==== RECORD EXCERPTS

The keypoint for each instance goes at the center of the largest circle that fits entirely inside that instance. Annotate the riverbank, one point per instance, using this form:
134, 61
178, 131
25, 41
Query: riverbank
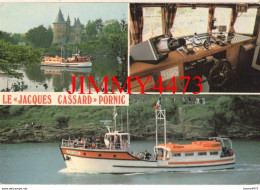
236, 117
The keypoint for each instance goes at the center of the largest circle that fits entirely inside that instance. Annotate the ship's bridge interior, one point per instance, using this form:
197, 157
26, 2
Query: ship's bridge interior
219, 43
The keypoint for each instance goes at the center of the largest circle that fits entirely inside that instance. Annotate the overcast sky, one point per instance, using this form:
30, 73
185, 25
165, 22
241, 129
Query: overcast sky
20, 17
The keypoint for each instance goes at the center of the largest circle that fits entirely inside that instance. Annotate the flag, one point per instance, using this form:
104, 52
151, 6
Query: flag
157, 104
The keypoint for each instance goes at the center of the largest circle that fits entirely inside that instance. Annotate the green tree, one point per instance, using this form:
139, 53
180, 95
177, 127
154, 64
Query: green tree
11, 54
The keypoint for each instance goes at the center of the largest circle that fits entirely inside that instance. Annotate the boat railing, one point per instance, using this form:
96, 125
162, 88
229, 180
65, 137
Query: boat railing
90, 145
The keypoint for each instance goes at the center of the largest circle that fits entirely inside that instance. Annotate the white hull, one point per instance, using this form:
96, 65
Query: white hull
95, 165
78, 64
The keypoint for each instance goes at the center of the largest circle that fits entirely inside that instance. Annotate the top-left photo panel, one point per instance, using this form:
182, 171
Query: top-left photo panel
42, 45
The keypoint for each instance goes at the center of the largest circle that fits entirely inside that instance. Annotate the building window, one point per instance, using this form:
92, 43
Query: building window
189, 154
223, 18
188, 21
152, 23
245, 22
176, 154
202, 153
213, 153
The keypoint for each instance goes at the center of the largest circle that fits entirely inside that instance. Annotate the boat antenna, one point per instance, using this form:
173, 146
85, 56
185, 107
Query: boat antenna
122, 127
127, 124
115, 115
159, 115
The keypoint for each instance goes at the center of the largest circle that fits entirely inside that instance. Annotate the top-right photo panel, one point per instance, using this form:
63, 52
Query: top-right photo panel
196, 48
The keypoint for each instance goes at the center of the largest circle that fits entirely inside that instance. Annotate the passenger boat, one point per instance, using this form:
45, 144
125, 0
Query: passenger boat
75, 61
208, 41
116, 156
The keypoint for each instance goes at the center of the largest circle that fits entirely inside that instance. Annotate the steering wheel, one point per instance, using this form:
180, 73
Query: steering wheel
196, 39
219, 73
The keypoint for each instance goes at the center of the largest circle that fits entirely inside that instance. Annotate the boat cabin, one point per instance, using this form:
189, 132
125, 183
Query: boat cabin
197, 150
117, 140
214, 45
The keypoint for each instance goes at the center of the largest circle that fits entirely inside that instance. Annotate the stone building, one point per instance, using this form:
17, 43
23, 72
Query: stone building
64, 33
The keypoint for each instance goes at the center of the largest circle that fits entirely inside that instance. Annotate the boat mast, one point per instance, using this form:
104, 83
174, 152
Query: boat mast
160, 115
115, 115
127, 125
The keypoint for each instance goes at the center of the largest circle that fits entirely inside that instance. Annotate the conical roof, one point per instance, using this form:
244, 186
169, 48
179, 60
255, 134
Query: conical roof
59, 17
77, 22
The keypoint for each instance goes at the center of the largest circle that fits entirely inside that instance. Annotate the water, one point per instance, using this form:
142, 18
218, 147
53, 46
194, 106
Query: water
43, 164
55, 79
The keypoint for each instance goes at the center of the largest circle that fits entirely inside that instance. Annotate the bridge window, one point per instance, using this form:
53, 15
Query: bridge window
188, 21
189, 154
223, 17
152, 22
213, 153
245, 22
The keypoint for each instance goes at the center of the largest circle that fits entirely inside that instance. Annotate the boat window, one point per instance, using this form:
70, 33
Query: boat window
223, 17
249, 18
189, 154
202, 153
152, 23
176, 154
188, 21
213, 153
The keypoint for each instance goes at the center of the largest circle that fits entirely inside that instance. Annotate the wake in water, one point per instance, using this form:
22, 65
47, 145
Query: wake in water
71, 171
238, 168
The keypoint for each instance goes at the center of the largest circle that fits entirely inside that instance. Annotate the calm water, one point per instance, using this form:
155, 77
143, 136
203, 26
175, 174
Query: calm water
43, 164
54, 79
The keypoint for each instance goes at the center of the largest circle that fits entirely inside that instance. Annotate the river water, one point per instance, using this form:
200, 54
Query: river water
58, 79
43, 164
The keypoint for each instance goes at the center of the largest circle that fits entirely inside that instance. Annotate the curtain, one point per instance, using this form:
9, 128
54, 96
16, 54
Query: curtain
170, 13
234, 16
136, 26
211, 17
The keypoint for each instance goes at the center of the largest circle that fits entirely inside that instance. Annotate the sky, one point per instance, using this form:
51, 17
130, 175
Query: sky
20, 17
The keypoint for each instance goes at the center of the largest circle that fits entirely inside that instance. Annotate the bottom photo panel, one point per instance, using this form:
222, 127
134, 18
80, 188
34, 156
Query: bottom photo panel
157, 139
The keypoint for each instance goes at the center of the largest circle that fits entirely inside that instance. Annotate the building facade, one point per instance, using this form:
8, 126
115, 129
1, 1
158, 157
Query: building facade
64, 32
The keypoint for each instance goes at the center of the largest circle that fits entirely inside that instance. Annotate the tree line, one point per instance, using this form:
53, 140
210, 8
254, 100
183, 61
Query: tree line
101, 39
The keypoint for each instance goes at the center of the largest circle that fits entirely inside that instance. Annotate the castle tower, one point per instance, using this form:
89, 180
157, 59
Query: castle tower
68, 28
78, 31
60, 29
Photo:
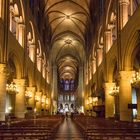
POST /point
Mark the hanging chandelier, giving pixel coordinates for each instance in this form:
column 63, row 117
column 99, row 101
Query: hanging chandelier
column 12, row 88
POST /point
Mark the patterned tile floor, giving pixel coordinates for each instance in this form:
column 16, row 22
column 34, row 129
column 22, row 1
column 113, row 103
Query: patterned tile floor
column 68, row 131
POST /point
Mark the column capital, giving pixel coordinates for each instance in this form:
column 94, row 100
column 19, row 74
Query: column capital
column 32, row 45
column 124, row 2
column 21, row 24
column 108, row 32
column 21, row 82
column 33, row 89
column 125, row 75
column 108, row 85
column 3, row 69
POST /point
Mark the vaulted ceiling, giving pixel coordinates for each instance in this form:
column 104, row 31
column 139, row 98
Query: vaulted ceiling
column 68, row 20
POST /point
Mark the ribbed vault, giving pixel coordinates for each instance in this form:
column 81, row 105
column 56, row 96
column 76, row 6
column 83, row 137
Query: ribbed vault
column 68, row 20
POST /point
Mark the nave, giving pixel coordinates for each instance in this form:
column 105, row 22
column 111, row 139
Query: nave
column 79, row 127
column 68, row 131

========

• **PROMPT**
Return the entries above in full and unchanged, omitting every image.

• **ANSWER SPACE**
The keypoint for each instance goes at the center of the largest circle that fits entirely inside that instance. Annotate the riverbank, one point per instance, using this form:
134, 61
178, 131
25, 41
Query: riverbank
236, 117
The keypoint for each instance goes at the center of the largest circle that fits entirely inside that instance. Annotate the ship's bridge interior, one point per instance, using this form:
197, 157
26, 2
Query: ship's bridge interior
219, 43
The keypoint for each instance goes at the center of the largest circle that fits entirely inside that instance. Annotate the overcast sky, one point per instance, using this form:
30, 73
185, 25
165, 22
241, 129
Query: overcast sky
20, 17
The keypoint for each instance goes at the center of the largest circle that fits entirely inside that instance. Annotate the flag, one point per instance, using this form:
104, 52
151, 6
Query: flag
157, 104
The keypoint for each instance goes at the center of the largest circle that fits entirely inside that instance. Annotate the green tree, one point per instance, using this form:
139, 53
180, 95
177, 127
154, 64
Query: green tree
11, 54
The keypoint for each instance goes at the center of the largest circle that fits entirely inside that instance. Annotate the boat railing, one point per instance, using this form:
96, 125
162, 88
229, 180
65, 137
Query: boat railing
90, 145
The keypoint for each instance goes at the center of the largest circle that fits entirely inside that instance. Annotate the white hull, one point per instance, using this form:
96, 65
Query: white hull
95, 165
78, 64
The keypoint for each instance goes at the center of the largest circle that fits entirely inside that instance. Annotate the top-left photo panel, one point per instance, using this form:
182, 171
Query: top-left photo panel
42, 45
The keypoint for each instance goes at the center of the largest circle that fits entirely inside that instance. Annotate the building window, one point per instance, using this form:
92, 43
Query: building window
189, 154
223, 18
188, 21
152, 23
245, 22
176, 154
202, 153
213, 153
The keypoint for each instance goes at the center of the largest circle that fits entirely inside that instance. Annotate the boat antenna, one point per instance, using this form:
173, 146
85, 56
185, 107
Query: boat antenna
122, 127
127, 124
115, 115
159, 115
The keypoint for each instance goes at the center of the largest circle that fits entirely inside that instance. Annotate the top-right photo panel, one point per instance, using this form:
63, 52
Query: top-right photo panel
196, 48
The keypoint for each instance goes at the center of the largest circle that fits entirely inside that instance. Annotate the passenger boat, one point per instance, using this form:
45, 144
125, 0
Query: passenger boat
75, 61
208, 41
116, 156
The keypoint for each instance goes at the center of the largest circle that fits entirely inside that instance. Annotate the steering wheel, one point per instance, using this form:
180, 73
Query: steering wheel
196, 39
219, 73
The keypoint for each instance goes at the center of the largest circle that fits entirely inside that instance. Annotate the boat cabin, one point per instance, using this form:
189, 132
125, 183
Query: boat cabin
197, 150
117, 140
214, 45
The keypoint for each instance goes at the center of the largest circle that fits entirely inside that instance. Annotate the stone building, one point per instance, using this form:
17, 43
23, 72
Query: stone building
64, 33
The keypoint for each instance goes at the center of the largest circle that fits entirely inside that instance. Annotate the boat mast, one point per instance, using this form:
104, 83
174, 152
Query: boat mast
160, 115
115, 115
127, 125
The keypoint for each instance goes at the center of the largest circle that fits entirely inside that instance. Annotate the conical roof, one point per instance, using this form:
244, 186
169, 48
179, 60
255, 134
Query: conical roof
59, 17
77, 22
The keypoint for each instance goes at the center of the largest circle that fits entirely inside that instance. Annotate the water, one point per instance, using this form:
142, 18
218, 147
53, 46
194, 106
Query: water
43, 164
55, 79
The keypoint for each instance goes at the center of the largest circle that fits entirely inside that instance. Annotate the bridge window, one point per instance, using this form:
53, 15
Query: bridge window
188, 21
189, 154
223, 17
152, 22
213, 153
245, 22
The keypoint for each instance goes at the center of the largest circle that fits entirely inside that instance. Annotate the boat window, one point per instance, using this form:
70, 33
Query: boat window
223, 17
249, 18
189, 154
202, 153
152, 23
176, 154
188, 21
213, 153
The keypoint for each instance goes at the center of the largest circle that fits entirely inside that instance. Annotate the wake in water, one point per instance, using this form:
22, 65
47, 145
Query: wake in water
71, 171
238, 168
The keypoint for each instance goes at the center of the largest circle that fits entirely inside that instance. Annotate the calm water, one point per instance, using this form:
155, 77
143, 136
203, 26
175, 174
Query: calm water
43, 164
54, 79
The keypoint for each instance goes at the center of the largest circle that fits entirely inside that instance. Annotate the river water, one point per instance, using this form:
200, 54
Query: river water
58, 79
43, 164
The keypoint for each instance goes at the center of the largest circle that fits entirely inside that instance. Annotate the curtain, one point per instance, using this form:
9, 128
54, 96
16, 54
Query: curtain
170, 13
234, 16
136, 26
211, 17
The keypoint for each instance goes at the center of the largest circle that fits entirely inside that instance. Annotate the sky, one point per instance, using this form:
51, 17
130, 175
Query: sky
20, 17
The keypoint for each instance goes at the center of the largest circle that fits entirely inside that instance. Annotate the bottom photo panel, one point per instance, using this form:
222, 127
134, 18
80, 188
34, 156
Query: bottom photo panel
157, 139
The keypoint for each instance goes at the center of the largest circle that fits entirely inside that instance. Annotate the building facade, one point per instance, using this form:
8, 126
115, 129
1, 1
158, 157
Query: building facade
64, 32
The keypoint for each instance goes at the center of the largest circle that fits entirely inside that instance. Annotate the tree line, one point per instance, using this form:
53, 140
210, 8
254, 100
183, 61
Query: tree line
101, 39
The keypoint for each instance goes at the center of the largest circle that fits entirely inside that instance. Annotate the castle tower, one point per instance, using this form:
89, 180
157, 59
Query: castle tower
68, 28
78, 31
60, 29
Photo:
POST /point
Mark the hanging chandelier, giving pixel coordinates for each instance in this form:
column 63, row 117
column 99, row 101
Query: hanging chandelier
column 12, row 88
POST /point
Mark the patterned tile floor, giving pixel coordinates for each instance in this form:
column 16, row 22
column 34, row 129
column 22, row 1
column 113, row 103
Query: patterned tile floor
column 68, row 131
POST /point
Mark the column capital, giving pixel coordinates for each instance in this form:
column 94, row 100
column 19, row 74
Query: column capital
column 32, row 45
column 124, row 2
column 21, row 24
column 108, row 32
column 21, row 82
column 33, row 89
column 125, row 75
column 108, row 85
column 3, row 69
POST /point
Mark the vaulted ceiling, giving pixel coordinates for each instance in this form:
column 104, row 31
column 139, row 98
Query: vaulted ceiling
column 68, row 20
POST /point
Mark the ribbed vault, giving pixel coordinates for each instance in this form:
column 81, row 105
column 56, row 96
column 76, row 6
column 83, row 137
Query: ribbed vault
column 68, row 20
POST /point
Mark the nave, giving pixel coordinates for each instance in this form:
column 105, row 22
column 111, row 139
Query: nave
column 79, row 127
column 68, row 131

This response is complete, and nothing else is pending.